Written exercise: Copy the items below word for word, starting at the line that contains "Please put a point on each instance of the triangular" and continuing through the final line, both ends included. Leave out the pictures.

Listing:
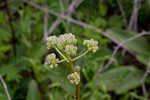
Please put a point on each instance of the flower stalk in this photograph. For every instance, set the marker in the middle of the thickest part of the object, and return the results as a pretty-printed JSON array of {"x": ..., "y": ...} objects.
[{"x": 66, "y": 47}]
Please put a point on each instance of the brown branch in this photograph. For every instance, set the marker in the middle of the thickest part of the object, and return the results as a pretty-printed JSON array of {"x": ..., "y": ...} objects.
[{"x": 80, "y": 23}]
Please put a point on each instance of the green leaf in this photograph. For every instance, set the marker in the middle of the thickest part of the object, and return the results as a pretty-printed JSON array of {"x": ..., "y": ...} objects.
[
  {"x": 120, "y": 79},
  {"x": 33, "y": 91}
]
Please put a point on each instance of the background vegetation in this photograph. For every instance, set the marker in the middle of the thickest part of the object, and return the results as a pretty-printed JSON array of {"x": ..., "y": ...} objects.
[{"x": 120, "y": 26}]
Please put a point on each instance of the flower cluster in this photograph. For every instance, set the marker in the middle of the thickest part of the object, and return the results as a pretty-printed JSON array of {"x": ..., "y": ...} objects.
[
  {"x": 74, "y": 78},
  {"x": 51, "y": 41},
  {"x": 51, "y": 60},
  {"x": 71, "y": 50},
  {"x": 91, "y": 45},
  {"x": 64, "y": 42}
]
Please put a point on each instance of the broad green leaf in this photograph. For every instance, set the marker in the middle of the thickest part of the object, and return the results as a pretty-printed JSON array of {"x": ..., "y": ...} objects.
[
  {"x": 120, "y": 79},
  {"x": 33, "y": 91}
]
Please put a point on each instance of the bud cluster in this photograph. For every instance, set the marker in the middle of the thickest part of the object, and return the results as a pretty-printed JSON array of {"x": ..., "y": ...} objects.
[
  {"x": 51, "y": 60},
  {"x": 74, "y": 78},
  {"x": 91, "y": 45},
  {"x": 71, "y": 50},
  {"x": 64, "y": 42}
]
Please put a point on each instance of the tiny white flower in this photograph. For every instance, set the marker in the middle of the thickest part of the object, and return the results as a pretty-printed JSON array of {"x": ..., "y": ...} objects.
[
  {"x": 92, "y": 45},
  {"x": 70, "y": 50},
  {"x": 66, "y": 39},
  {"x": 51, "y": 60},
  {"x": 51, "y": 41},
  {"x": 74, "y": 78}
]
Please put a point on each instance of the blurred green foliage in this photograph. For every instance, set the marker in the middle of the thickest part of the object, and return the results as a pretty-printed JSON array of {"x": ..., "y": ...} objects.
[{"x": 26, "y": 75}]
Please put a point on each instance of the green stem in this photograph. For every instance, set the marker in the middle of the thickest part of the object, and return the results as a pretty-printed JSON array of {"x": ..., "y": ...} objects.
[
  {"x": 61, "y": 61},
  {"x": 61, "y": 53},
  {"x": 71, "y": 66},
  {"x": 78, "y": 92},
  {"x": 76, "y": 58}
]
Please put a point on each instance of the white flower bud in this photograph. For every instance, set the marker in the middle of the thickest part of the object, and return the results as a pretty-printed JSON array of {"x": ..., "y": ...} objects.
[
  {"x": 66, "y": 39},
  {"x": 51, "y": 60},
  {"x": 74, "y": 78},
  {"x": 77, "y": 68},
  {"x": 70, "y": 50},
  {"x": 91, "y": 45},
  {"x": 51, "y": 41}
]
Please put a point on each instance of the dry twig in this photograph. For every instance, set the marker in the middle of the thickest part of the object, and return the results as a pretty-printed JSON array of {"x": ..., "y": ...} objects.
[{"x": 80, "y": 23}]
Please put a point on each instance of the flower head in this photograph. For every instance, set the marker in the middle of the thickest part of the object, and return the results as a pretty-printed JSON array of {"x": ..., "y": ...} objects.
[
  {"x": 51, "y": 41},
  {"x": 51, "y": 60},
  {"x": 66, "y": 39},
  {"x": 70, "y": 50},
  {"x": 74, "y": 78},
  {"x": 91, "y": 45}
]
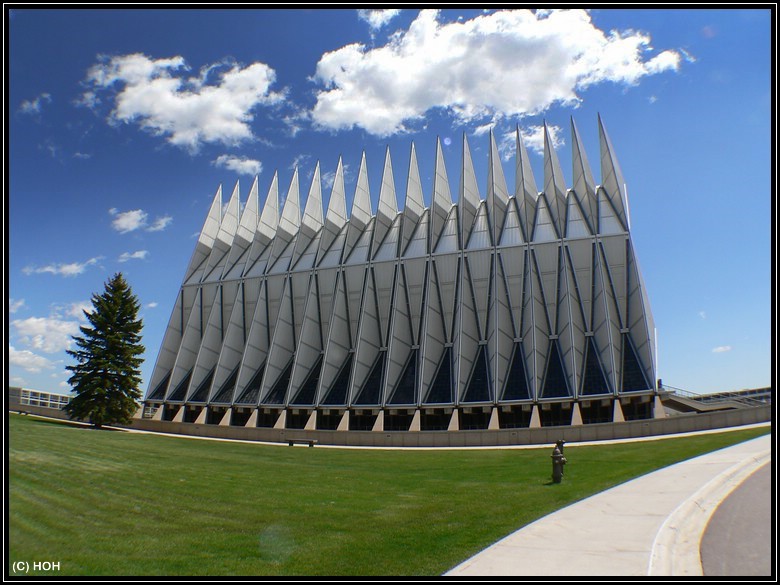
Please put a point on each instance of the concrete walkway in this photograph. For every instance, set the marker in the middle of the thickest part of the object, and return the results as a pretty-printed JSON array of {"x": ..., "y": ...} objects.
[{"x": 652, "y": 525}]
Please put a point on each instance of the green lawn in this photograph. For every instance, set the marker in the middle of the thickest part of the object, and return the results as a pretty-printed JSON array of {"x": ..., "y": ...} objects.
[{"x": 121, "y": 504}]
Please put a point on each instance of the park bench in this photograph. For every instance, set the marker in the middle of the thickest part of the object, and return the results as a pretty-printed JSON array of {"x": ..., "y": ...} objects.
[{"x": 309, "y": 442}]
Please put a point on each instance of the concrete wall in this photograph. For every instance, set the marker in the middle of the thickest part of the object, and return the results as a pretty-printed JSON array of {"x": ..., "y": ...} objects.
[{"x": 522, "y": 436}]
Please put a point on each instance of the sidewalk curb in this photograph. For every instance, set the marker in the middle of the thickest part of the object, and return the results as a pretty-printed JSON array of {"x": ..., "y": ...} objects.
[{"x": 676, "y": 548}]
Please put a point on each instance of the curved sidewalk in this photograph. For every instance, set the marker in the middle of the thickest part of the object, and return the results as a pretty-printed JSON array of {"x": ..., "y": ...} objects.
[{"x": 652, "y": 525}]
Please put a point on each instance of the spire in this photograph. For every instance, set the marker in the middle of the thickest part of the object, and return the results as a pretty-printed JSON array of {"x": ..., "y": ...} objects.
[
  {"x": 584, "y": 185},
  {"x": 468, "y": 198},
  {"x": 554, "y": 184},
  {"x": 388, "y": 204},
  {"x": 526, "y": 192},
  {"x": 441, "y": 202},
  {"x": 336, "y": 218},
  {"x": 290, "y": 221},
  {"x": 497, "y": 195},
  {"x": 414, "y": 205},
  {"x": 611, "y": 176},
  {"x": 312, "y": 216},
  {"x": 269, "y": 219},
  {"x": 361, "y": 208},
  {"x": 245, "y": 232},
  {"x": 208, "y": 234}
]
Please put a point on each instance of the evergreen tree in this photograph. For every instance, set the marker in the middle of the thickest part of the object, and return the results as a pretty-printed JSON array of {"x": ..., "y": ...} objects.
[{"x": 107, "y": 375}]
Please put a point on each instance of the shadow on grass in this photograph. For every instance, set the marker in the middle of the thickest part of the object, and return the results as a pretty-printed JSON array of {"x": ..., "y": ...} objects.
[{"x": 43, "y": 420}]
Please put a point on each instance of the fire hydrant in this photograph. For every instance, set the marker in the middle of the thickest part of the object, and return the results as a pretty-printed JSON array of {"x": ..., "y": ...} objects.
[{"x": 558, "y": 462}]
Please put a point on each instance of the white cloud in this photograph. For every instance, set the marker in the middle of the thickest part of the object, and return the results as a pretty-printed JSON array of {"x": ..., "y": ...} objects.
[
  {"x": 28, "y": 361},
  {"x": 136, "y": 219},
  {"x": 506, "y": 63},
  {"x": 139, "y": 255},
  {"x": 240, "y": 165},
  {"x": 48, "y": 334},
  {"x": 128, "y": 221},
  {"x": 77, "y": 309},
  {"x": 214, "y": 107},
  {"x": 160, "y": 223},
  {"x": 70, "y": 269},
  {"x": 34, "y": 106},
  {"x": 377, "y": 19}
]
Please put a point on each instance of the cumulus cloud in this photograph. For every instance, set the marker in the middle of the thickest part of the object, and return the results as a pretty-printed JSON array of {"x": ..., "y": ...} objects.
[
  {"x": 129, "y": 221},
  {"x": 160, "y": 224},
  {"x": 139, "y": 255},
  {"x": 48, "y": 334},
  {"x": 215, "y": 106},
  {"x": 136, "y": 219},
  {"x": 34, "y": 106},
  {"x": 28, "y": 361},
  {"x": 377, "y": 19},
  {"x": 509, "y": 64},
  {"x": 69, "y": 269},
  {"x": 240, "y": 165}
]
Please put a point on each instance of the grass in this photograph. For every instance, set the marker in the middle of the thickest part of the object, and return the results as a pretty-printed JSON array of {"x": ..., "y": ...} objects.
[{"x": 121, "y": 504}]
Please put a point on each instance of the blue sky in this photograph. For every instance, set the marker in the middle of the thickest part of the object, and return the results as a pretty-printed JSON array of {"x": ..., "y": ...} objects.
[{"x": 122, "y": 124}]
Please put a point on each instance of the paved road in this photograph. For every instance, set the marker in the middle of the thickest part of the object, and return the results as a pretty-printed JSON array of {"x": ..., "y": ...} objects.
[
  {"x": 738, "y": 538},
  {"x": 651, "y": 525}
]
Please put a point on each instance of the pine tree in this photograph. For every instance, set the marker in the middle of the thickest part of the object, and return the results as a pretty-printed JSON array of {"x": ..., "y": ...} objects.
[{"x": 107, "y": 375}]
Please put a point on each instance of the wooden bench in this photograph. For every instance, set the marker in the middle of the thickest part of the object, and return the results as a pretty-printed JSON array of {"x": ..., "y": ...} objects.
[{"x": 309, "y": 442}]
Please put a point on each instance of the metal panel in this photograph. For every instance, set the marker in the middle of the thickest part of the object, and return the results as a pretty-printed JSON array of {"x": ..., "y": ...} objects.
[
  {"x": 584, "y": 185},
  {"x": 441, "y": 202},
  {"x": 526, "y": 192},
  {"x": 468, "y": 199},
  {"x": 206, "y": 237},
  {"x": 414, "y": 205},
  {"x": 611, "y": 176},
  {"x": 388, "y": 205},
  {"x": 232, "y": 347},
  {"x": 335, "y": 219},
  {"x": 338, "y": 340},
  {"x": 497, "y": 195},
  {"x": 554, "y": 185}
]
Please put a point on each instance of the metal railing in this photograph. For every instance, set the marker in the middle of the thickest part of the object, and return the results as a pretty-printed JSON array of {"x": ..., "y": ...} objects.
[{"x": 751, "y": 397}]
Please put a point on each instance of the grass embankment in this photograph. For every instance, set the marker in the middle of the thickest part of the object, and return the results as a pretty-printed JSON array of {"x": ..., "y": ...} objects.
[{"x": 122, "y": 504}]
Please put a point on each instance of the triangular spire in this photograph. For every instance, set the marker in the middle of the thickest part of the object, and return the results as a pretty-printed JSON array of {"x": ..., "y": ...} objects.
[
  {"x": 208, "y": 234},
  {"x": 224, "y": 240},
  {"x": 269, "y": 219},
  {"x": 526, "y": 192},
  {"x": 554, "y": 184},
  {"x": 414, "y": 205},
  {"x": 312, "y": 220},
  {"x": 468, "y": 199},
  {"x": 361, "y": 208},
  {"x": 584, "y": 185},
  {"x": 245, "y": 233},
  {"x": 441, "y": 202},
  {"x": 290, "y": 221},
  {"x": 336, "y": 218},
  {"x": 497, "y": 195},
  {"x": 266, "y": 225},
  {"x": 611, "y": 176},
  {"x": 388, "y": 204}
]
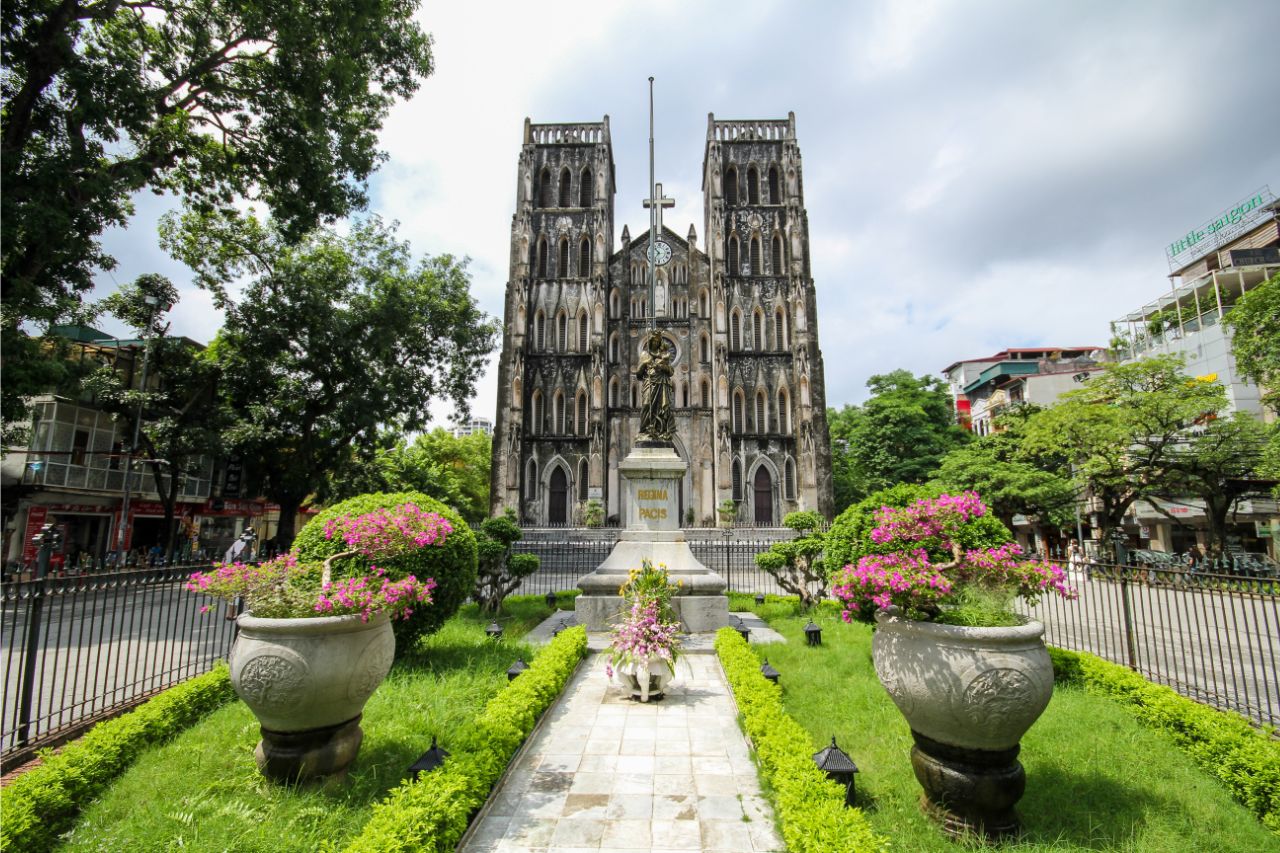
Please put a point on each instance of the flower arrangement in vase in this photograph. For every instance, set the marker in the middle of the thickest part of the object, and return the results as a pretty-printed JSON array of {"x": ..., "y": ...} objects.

Written solution:
Please put a point on each instance of the triangular spire in this photograph. For every instance, set the marker in the middle of the thickest part of the object, and return the results as a pretty-printed JSON array of {"x": ..., "y": ...} objects.
[
  {"x": 208, "y": 234},
  {"x": 224, "y": 240},
  {"x": 269, "y": 219},
  {"x": 526, "y": 192},
  {"x": 554, "y": 184},
  {"x": 414, "y": 205},
  {"x": 312, "y": 220},
  {"x": 468, "y": 199},
  {"x": 361, "y": 208},
  {"x": 584, "y": 185},
  {"x": 245, "y": 233},
  {"x": 441, "y": 202},
  {"x": 290, "y": 221},
  {"x": 336, "y": 218},
  {"x": 497, "y": 195},
  {"x": 266, "y": 225},
  {"x": 611, "y": 176},
  {"x": 388, "y": 204}
]
Please put a point on each instance of the flower arrangement in vase in this photograph. For every instance, set the marker in the middle of the thickest part of the object, and return the results as a pretty-printed JSON array of {"x": ..., "y": ...} objects.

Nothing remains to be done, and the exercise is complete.